[Rows from a pointing dataset]
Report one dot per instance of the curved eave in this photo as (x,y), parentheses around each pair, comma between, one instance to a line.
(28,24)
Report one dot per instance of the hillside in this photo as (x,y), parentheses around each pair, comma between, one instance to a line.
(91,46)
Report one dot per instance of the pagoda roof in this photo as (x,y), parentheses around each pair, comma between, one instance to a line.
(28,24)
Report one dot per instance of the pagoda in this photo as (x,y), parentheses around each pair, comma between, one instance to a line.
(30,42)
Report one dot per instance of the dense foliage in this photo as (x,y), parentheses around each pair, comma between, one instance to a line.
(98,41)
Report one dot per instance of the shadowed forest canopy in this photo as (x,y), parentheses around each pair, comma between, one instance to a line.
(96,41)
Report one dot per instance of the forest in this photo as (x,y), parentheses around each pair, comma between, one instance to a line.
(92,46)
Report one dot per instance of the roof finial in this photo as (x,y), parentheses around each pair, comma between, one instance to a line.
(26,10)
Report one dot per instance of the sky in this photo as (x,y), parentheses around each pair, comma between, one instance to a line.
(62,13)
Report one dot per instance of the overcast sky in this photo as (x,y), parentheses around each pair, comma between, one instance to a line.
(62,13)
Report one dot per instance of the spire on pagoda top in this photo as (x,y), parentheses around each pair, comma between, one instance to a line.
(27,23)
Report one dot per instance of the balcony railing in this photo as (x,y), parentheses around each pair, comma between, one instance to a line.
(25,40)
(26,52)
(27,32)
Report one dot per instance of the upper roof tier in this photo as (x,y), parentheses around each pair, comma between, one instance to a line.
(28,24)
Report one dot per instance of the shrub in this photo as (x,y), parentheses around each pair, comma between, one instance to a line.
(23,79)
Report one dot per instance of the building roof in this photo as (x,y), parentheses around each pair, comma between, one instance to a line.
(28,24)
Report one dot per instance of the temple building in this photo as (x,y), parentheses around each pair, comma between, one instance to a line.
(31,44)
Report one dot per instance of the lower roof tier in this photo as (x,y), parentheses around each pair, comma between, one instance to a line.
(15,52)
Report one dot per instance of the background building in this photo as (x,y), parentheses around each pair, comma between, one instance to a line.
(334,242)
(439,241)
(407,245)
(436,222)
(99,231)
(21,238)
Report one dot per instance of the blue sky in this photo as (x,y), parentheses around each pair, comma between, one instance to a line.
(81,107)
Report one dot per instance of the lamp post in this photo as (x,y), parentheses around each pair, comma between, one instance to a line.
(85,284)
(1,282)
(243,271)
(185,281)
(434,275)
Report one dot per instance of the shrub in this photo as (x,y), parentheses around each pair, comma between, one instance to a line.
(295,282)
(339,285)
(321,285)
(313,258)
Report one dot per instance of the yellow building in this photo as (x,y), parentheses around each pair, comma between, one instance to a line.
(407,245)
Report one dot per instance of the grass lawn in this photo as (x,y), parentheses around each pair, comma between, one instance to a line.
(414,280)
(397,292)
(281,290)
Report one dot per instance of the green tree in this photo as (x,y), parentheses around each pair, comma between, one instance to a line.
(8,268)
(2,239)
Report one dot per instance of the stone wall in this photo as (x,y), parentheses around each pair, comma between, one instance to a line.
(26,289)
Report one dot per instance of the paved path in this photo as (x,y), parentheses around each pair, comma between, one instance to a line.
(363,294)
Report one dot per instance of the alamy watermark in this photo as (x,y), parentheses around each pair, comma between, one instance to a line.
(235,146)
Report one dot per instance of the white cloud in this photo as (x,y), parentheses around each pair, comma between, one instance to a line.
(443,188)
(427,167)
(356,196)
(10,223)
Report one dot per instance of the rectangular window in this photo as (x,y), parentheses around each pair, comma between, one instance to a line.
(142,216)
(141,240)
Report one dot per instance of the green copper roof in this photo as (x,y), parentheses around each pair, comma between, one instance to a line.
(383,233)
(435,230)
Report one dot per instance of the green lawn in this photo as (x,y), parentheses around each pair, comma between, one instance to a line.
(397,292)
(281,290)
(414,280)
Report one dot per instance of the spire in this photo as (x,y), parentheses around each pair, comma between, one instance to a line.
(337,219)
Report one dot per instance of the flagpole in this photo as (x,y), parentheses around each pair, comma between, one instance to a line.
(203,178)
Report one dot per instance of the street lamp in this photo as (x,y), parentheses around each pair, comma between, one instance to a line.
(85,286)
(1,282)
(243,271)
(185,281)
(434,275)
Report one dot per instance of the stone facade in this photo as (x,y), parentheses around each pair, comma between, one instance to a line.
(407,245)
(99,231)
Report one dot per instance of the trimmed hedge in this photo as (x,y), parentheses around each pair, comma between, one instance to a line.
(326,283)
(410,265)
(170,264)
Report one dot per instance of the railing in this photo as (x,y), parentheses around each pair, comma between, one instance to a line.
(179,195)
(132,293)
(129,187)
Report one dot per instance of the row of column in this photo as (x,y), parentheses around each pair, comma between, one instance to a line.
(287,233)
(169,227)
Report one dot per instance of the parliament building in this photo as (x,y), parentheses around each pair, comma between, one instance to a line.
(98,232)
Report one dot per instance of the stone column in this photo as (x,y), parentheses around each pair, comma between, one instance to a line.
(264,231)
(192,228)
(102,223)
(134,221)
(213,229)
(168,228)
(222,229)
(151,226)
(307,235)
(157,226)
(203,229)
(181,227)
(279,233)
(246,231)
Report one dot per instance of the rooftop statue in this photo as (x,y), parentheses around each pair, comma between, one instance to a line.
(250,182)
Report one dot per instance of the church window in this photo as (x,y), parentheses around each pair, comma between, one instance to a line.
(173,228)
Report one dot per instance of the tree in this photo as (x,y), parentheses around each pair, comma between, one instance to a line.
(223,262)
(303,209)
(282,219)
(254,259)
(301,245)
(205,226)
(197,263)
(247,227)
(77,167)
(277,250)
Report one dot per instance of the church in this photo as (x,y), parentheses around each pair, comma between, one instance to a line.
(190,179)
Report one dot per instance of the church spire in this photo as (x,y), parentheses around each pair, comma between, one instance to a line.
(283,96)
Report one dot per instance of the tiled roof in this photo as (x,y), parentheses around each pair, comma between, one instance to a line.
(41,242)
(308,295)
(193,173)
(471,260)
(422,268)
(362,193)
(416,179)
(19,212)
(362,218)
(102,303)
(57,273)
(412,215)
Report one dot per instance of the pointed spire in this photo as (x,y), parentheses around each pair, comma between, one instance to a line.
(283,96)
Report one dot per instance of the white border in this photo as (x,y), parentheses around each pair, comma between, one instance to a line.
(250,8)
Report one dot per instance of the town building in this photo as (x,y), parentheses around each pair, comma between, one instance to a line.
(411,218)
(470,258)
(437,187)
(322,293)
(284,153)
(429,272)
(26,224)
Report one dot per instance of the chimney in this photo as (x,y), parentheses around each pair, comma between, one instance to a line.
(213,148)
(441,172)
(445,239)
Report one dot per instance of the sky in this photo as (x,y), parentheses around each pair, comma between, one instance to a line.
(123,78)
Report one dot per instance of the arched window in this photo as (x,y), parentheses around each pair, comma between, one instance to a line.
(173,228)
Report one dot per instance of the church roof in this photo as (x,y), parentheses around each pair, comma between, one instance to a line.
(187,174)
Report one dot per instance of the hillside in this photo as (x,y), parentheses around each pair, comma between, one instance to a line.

Given instruction:
Write out the complete set of records exactly as given.

Response:
Report one dot per instance of the curved eave in this photo as (x,y), parentheses around each pair, comma between, one instance to a line.
(28,24)
Report one dot per instance of the hillside in this photo as (x,y), parentheses around each pair, comma between, one instance to a line.
(91,46)
Report one dot per instance of the pagoda roof in this photo as (x,y), parentheses around each pair, comma between, one instance to a line.
(28,24)
Report one dot per instance of the pagoda in this photo as (x,y), parentheses around each pair, comma between, one instance to a line.
(30,42)
Report one dot per instance of the dense foliage in this photo as (x,y), parentheses around each pair, comma between, one instance to a line.
(98,41)
Report one dot per instance of the shadowed forest canopy in this photo as (x,y), parentheses around each pair, comma between, one instance to a line.
(96,41)
Report one dot per instance of the forest in this photo as (x,y), parentheses around each pair, comma between, one instance to a line.
(92,46)
Report one dot per instance of the roof finial in this photo as (x,y), parentheses around each pair, comma between, one instance to a line.
(26,10)
Report one dot per instance of the sky in this photo as (x,y), parentheses around each pair, comma between, one instance to a line.
(62,13)
Report one dot per instance of the overcast sky in this photo as (x,y), parentheses around each pair, comma between, one instance to a line.
(62,13)
Report one dot per instance of the spire on pagoda top in this photo as (x,y), parentheses around each pair, comma between, one instance to a line.
(27,23)
Report one dot per instance of the balcony railing in this photo as (x,y), parentheses around each pair, comma between, one instance to a line.
(25,40)
(26,52)
(27,32)
Report one dot per instance of the upper roof tier in this photo as (x,y), parentheses around each pair, comma between, one instance to a line.
(28,24)
Report one dot per instance of the shrub in this photo as (x,y), parentheses around each pair, comma between, one instance to a line.
(23,79)
Report one dot per instance of the building roof in this photo as (x,y), parentheses around each pair, comma between, one instance to a line.
(28,24)
Report one dot per instance of the temple building in this photo as (x,y), parentheses around each pair, comma between, one instance to a line.
(31,44)
Report one dot per instance of the lower roof tier in this photo as (x,y), parentheses around each pair, comma between, one instance to a line.
(15,52)
Report one dot per instance of the background building in this photo as (x,y), parentheses around each pair, comma between, one instance to a line.
(334,242)
(439,241)
(407,245)
(436,222)
(99,231)
(21,238)
Report one dot per instance of the blue sky in this photo as (x,y), parentheses around each pair, comma between, one instance to a line.
(81,107)
Report one dot per instance of the lamp post in this photo as (x,y), parentheses around each pair, comma between, one instance to a line.
(85,284)
(1,282)
(243,271)
(185,281)
(434,275)
Report one dot per instance of the shrub in this photo as (x,y), parentheses around each pair, comma between, one instance to a line.
(295,282)
(339,285)
(321,285)
(313,258)
Report one dot per instance of the yellow building in this photo as (x,y), parentheses around each pair, comma between, one instance to a line.
(407,245)
Report one dot per instance of the grass lawn in this photo as (x,y), parentheses around each pair, comma between, one instance to a line.
(414,280)
(397,292)
(281,290)
Report one dot per instance of the green tree in this photo as (x,y), parentheses around each pair, comma between, one instance to a line.
(8,268)
(2,239)
Report one dot per instance of the stone wall in this photo as (x,y), parentheses around each pair, comma between, one instance to a line.
(26,289)
Report one dot per instance of the paved path in this photo as (x,y), parentheses around each pair, comma between, one instance to a line.
(363,294)
Report one dot per instance of the alamy watermark in this photo as (x,y), parentheses around each pair, comma between, one instance to a line.
(235,146)
Report one dot per instance of the white cloud in this photo as (x,y), parentheses around each pair, comma between, one instance to a line.
(443,188)
(427,167)
(356,196)
(10,223)
Report one dot per instance of the rectangular window in this photo as (x,y), parentheses around each pair, comma between, one instance to a line.
(142,216)
(141,240)
Report one dot per instance of the green copper roof in this photo as (x,y), parentheses around each pair, comma between, one instance to a line.
(383,233)
(435,230)
Report one dot per instance of the green lawn in this photo as (x,y), parentheses around each pair, comma between, one instance to a line.
(397,292)
(281,290)
(414,280)
Report one dot per instance of the spire in this photo as (x,y), parentheses around each pair, comma between, one instance to a line.
(337,219)
Report one dot per instance of the flagpole in this photo as (x,y), parentheses around each pair, comma between, one instance to a line.
(203,178)
Report one dot per instance of the street lamp in this photo as (x,y), parentheses around each pair, comma between, one instance to a line.
(85,286)
(1,282)
(243,271)
(185,281)
(434,275)
Report one dot per instance of the stone facade in this photo as (x,y), parentheses around each pair, comma between, one instance to a line.
(407,245)
(99,231)
Report one dot per instance of the trimmed hedge in this photo as (x,y), parentheses around each pair, comma between, one instance to a line.
(326,283)
(410,265)
(170,264)
Report one dot per instance of the railing in this photo as (x,y), parentheses around each pair, comma between, one instance to a line.
(179,195)
(132,293)
(129,187)
Report one dot per instance of the row of column in this photo as (x,y), parentheses around each pair, comma between, one instance to a line.
(287,233)
(169,227)
Report one dot per instance of the parliament building in this photo as (x,y), parentheses around each pair, comma between, one instance to a line.
(98,232)
Report one dot per instance of the stone column in this photo as (x,y), parentheses around each pair, comma between, one instance to a line.
(264,231)
(192,228)
(102,223)
(134,221)
(213,229)
(168,228)
(222,229)
(151,226)
(307,235)
(157,226)
(203,229)
(181,227)
(279,233)
(246,231)
Report one dot per instance of the rooftop statue in this photo as (x,y), parentheses around each pair, comma between, one instance to a line.
(250,182)
Report one dot per instance of the church window in this photo as (x,y), parentheses around each pair, comma between, one instance to a line.
(173,228)
Report one dot per instance of the tree in this photo as (x,y), parentheses around each pair, comma between, one instance to a line.
(223,262)
(303,209)
(282,219)
(254,259)
(301,245)
(205,226)
(197,263)
(247,227)
(77,167)
(277,250)
Report one dot per instance of the church in this photo as (x,y), parentheses around each pair, comma between, one instance to a line.
(190,179)
Report one dot per instance of the church spire in this photo as (x,y), parentheses around each pair, comma between, one instance to a line.
(283,96)
Report one dot per instance of the tiled roof in this photo as (x,y), parentheses around each pair, comma between, one instance to a line.
(41,242)
(308,295)
(193,173)
(471,260)
(422,268)
(362,193)
(416,179)
(19,212)
(362,218)
(102,303)
(57,273)
(412,215)
Report one dot per instance of the pointed spire in this photo as (x,y), parentheses around each pair, comma between, one instance to a line.
(283,96)
Report one dot per instance of the white border in this photo as (x,y), parentheses around each pair, comma between, one instance to a line.
(250,8)
Report one dot per instance of the town building in this photo as (x,y), parentheses around each pair, comma between, one instance to a line.
(411,218)
(470,258)
(437,187)
(322,293)
(284,153)
(429,272)
(26,224)
Report one dot per instance of the chimney in this photo as (x,y), parentheses around each pair, comma between, one instance to a line.
(213,148)
(441,172)
(445,239)
Report one dot per instance of the sky in this photo as (x,y), parentheses around each pair, comma between, one instance to a line.
(123,78)
Report one dot per instance of the arched window in this photo as (x,y), parentheses around each pair, comma between, one instance to a line.
(173,228)
Report one dot per instance of the church roof in this photo as (x,y), parentheses around each pair, comma between, one instance to a line.
(187,174)
Report one dot per instance of the hillside in this photo as (x,y), parentheses around each pair, comma between, one instance to a line.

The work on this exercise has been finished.